> [What to work on] Scan the entries for the word "shaggy", and copy every line where it appears.

> [Source records]
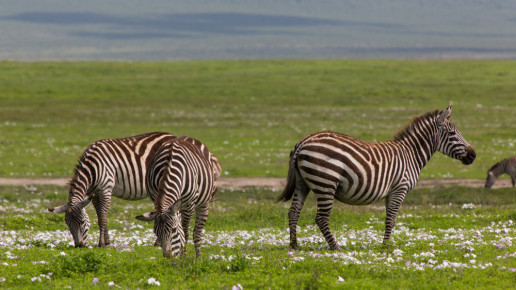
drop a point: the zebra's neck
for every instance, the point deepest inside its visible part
(499, 168)
(421, 139)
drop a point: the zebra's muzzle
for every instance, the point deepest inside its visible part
(469, 157)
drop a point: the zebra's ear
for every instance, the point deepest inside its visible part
(147, 217)
(175, 208)
(83, 203)
(59, 209)
(444, 115)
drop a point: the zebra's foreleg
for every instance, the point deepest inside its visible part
(392, 206)
(324, 206)
(293, 215)
(101, 203)
(186, 216)
(201, 214)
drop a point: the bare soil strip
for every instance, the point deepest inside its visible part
(271, 183)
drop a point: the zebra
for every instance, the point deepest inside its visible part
(130, 168)
(357, 172)
(505, 166)
(188, 185)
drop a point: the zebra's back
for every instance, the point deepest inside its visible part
(122, 164)
(189, 177)
(350, 167)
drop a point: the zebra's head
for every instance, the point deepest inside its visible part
(491, 178)
(77, 220)
(168, 229)
(450, 141)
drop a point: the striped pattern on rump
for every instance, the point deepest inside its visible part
(129, 168)
(188, 185)
(357, 172)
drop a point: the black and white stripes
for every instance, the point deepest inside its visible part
(188, 185)
(353, 171)
(129, 168)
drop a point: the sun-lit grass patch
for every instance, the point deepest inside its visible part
(250, 113)
(246, 243)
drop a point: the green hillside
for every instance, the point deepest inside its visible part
(249, 113)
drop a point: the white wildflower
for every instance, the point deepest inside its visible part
(153, 281)
(468, 206)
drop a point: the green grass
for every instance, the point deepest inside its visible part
(436, 242)
(249, 113)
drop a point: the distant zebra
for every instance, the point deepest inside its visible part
(129, 168)
(187, 185)
(356, 172)
(505, 166)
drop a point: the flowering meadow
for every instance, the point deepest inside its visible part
(439, 241)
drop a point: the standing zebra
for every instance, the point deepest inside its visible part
(129, 168)
(505, 166)
(187, 185)
(356, 172)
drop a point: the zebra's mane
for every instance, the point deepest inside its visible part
(409, 128)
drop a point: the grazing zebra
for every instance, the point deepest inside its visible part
(505, 166)
(356, 172)
(129, 168)
(187, 185)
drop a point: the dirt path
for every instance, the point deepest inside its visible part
(267, 183)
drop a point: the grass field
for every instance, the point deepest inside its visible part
(249, 113)
(458, 238)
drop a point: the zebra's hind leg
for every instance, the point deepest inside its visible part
(186, 216)
(300, 194)
(392, 206)
(101, 202)
(201, 214)
(324, 206)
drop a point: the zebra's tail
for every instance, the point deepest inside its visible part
(289, 189)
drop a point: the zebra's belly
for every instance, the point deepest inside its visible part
(129, 193)
(359, 197)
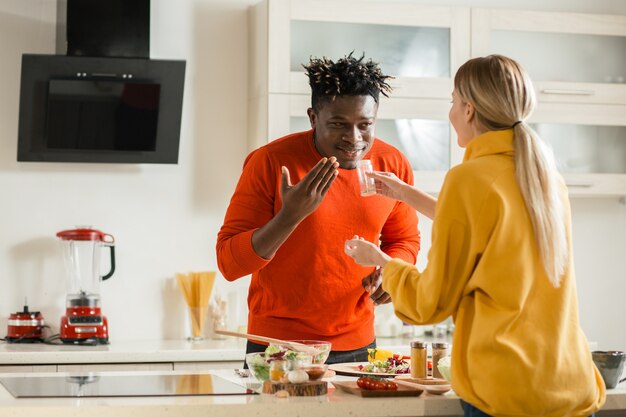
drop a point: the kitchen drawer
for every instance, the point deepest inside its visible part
(27, 368)
(203, 366)
(97, 367)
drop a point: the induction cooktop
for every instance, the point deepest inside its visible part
(103, 385)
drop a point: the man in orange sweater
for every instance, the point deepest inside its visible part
(296, 203)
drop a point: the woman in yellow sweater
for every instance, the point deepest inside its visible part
(501, 258)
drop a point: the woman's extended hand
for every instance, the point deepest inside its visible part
(365, 253)
(389, 185)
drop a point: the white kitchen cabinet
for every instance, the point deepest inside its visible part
(27, 368)
(581, 111)
(578, 66)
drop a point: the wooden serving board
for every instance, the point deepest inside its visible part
(305, 389)
(436, 386)
(402, 391)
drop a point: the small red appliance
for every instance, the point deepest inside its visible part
(83, 322)
(25, 327)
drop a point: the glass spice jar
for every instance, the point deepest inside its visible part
(440, 350)
(277, 370)
(418, 359)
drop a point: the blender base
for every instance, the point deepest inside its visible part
(92, 341)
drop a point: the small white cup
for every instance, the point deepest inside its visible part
(367, 184)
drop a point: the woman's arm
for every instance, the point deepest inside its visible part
(389, 185)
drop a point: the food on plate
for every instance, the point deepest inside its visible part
(297, 376)
(259, 363)
(396, 364)
(315, 371)
(376, 384)
(376, 354)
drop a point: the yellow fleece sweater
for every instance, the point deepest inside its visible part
(518, 349)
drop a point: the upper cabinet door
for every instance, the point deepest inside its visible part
(571, 57)
(420, 46)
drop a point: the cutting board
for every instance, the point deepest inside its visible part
(352, 388)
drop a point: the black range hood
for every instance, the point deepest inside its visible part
(101, 98)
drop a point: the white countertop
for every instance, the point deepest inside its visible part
(145, 351)
(336, 403)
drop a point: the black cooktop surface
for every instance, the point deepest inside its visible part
(103, 385)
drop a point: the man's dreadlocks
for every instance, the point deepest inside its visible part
(346, 77)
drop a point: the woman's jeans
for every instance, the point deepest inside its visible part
(471, 411)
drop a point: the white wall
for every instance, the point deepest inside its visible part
(165, 217)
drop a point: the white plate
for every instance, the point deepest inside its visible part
(352, 368)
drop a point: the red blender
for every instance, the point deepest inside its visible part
(83, 322)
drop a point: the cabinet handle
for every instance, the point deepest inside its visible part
(568, 92)
(579, 184)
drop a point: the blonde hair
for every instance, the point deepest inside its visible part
(503, 97)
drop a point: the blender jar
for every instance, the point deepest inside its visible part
(81, 254)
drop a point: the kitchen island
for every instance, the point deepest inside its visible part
(138, 355)
(335, 403)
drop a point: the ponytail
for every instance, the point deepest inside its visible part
(537, 176)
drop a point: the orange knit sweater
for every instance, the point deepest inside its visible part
(310, 289)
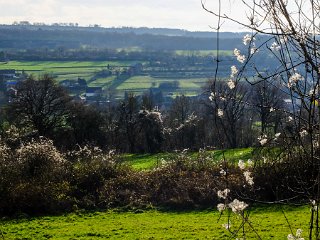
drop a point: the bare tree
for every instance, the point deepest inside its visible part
(40, 104)
(288, 32)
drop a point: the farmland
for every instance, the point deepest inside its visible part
(187, 79)
(149, 161)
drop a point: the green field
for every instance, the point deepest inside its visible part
(62, 69)
(149, 161)
(204, 52)
(269, 222)
(73, 70)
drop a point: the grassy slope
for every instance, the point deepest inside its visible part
(269, 222)
(149, 161)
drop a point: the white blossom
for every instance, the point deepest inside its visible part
(248, 177)
(221, 207)
(275, 46)
(294, 79)
(263, 140)
(223, 172)
(234, 71)
(231, 84)
(212, 96)
(241, 58)
(253, 50)
(220, 112)
(236, 52)
(247, 39)
(303, 133)
(227, 225)
(241, 164)
(223, 194)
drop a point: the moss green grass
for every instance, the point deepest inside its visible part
(269, 222)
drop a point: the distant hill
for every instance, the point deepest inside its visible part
(73, 37)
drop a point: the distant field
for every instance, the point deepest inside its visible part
(62, 70)
(149, 161)
(268, 222)
(204, 52)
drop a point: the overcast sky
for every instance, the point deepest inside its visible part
(183, 14)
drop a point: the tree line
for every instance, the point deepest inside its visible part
(135, 124)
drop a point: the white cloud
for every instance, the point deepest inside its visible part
(185, 14)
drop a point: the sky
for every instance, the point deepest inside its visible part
(182, 14)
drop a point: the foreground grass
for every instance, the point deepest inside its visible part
(270, 223)
(149, 161)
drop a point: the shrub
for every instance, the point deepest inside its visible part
(38, 181)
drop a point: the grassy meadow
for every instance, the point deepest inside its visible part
(149, 161)
(73, 70)
(268, 222)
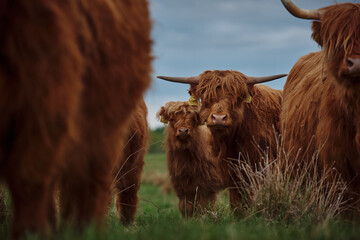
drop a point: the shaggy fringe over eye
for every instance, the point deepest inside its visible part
(217, 84)
(340, 27)
(178, 107)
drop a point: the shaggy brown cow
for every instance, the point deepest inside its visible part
(321, 111)
(71, 74)
(193, 168)
(240, 116)
(128, 171)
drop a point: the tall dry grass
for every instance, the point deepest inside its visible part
(289, 190)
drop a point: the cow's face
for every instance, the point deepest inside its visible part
(222, 95)
(338, 33)
(182, 119)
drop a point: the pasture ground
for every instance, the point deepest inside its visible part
(158, 218)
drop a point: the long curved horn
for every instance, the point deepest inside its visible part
(255, 80)
(187, 80)
(301, 13)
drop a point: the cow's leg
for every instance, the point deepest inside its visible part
(30, 201)
(127, 186)
(235, 200)
(186, 207)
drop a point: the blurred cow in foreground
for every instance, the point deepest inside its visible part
(193, 168)
(71, 75)
(321, 110)
(129, 169)
(242, 117)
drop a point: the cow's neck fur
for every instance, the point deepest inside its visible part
(258, 128)
(193, 166)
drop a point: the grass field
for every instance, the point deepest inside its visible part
(158, 218)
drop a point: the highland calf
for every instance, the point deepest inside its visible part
(321, 107)
(241, 116)
(193, 168)
(71, 74)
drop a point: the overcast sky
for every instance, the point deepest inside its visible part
(256, 37)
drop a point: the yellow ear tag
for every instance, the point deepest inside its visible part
(248, 99)
(163, 120)
(193, 101)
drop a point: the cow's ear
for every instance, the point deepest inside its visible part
(192, 90)
(316, 35)
(251, 90)
(162, 115)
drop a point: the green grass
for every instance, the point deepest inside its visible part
(158, 218)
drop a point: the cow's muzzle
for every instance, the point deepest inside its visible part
(183, 133)
(218, 119)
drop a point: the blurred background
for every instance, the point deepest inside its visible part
(256, 37)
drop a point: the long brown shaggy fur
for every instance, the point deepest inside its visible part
(193, 169)
(247, 124)
(321, 109)
(338, 34)
(129, 169)
(71, 73)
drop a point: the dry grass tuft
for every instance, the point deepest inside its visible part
(289, 190)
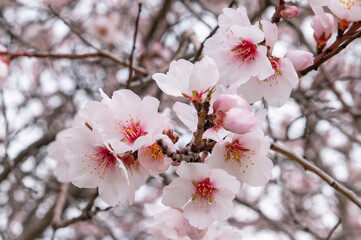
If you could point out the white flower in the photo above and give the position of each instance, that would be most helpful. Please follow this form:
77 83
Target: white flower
186 79
243 156
300 59
277 88
238 54
152 158
128 122
205 193
93 163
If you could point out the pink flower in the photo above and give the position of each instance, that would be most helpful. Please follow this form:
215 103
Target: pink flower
277 88
289 12
300 59
236 120
186 79
152 158
226 102
128 122
205 193
238 54
243 156
105 28
4 67
347 10
324 26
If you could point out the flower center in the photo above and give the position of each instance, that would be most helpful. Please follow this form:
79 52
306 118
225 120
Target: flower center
243 52
155 152
131 130
203 191
239 154
103 161
275 62
348 4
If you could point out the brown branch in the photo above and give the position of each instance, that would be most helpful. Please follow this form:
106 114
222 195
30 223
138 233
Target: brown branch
49 55
324 176
24 153
277 225
102 53
340 44
60 202
133 48
333 229
86 214
199 52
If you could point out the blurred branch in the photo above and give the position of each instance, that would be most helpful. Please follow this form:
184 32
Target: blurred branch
87 214
199 52
277 225
24 153
60 202
333 229
133 48
327 178
340 44
102 53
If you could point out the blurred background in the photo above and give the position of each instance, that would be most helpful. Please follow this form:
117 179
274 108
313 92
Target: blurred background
41 95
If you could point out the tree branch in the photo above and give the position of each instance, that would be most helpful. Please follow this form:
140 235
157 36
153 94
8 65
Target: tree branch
324 176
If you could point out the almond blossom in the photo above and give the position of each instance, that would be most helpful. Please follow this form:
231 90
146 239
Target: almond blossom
152 158
233 113
238 53
93 163
300 59
187 79
206 194
128 122
243 156
277 88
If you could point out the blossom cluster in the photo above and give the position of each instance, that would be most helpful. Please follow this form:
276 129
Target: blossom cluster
117 143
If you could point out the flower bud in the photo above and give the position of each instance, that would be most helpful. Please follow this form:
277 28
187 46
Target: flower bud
300 59
195 233
225 102
289 12
324 26
236 120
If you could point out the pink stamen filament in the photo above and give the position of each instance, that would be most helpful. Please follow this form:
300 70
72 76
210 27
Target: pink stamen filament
103 161
244 51
204 191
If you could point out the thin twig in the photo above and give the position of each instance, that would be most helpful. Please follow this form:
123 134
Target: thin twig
277 15
340 44
199 52
275 224
101 52
133 48
327 178
60 202
86 214
333 229
24 153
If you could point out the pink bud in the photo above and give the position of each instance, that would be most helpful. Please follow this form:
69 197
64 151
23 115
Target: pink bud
225 102
324 26
236 120
289 12
195 233
300 59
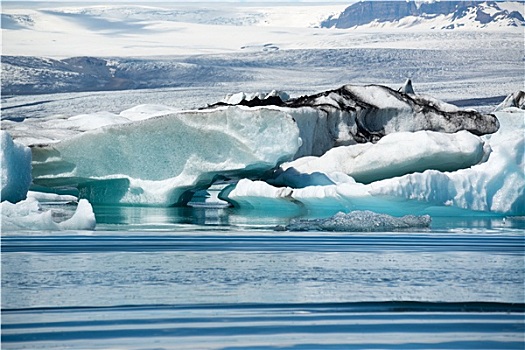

> [Answer box]
drop a point: the shaggy fringe over eye
drop a point: the shaggy brown cow
drop a point: the long brown shaggy fur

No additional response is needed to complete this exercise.